→ **Data listing**
******

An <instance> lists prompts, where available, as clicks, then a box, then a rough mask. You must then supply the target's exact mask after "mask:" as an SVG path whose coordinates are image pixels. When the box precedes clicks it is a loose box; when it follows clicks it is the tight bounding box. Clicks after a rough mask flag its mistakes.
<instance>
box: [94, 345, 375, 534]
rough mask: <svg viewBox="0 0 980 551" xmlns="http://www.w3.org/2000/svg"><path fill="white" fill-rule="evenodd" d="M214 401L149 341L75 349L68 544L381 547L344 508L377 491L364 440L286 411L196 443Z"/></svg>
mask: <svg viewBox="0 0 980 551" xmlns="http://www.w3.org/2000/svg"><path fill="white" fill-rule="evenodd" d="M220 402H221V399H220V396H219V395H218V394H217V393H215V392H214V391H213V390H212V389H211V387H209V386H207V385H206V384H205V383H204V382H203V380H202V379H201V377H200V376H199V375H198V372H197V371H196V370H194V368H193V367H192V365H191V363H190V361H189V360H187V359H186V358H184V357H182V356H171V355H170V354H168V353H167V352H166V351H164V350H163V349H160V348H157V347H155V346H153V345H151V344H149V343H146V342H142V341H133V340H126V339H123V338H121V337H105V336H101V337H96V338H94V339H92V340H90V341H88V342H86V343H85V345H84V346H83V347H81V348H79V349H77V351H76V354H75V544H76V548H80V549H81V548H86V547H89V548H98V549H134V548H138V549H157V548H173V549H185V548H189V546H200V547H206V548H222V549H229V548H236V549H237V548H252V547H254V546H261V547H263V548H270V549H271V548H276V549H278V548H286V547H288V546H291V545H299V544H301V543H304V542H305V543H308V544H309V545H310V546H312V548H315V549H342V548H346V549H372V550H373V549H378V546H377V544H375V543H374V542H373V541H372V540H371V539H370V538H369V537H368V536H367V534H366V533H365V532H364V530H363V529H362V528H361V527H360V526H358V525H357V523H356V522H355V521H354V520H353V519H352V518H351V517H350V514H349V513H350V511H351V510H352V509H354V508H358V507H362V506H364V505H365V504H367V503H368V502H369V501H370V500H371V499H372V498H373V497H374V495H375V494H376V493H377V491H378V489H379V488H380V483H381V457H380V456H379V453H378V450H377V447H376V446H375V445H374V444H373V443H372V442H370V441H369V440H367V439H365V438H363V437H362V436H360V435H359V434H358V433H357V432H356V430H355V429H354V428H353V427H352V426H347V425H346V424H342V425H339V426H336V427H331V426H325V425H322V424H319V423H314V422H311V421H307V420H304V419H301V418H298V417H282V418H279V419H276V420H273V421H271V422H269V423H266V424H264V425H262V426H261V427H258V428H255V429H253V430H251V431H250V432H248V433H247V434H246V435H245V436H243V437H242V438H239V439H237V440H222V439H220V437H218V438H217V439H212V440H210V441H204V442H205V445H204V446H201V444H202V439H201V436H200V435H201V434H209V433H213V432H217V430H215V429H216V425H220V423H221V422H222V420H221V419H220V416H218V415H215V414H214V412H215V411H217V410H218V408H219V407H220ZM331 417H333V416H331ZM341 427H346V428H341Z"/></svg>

******

→ **Exercise brief**
Copy out the listing above, line by line and exactly, from its first line to the line holding "box: [94, 345, 375, 534]", inclusive.

→ **Output for this task**
An <instance> lists prompts, where available, as clicks, then a box, then a rough mask. You must then supply the target's exact mask after "mask:" as an SVG path whose coordinates are image pixels. When the box precedes clicks it is a loose box; when it follows clicks it is the tight bounding box. Clicks after a rough mask flag its mistakes.
<instance>
box: [94, 345, 375, 534]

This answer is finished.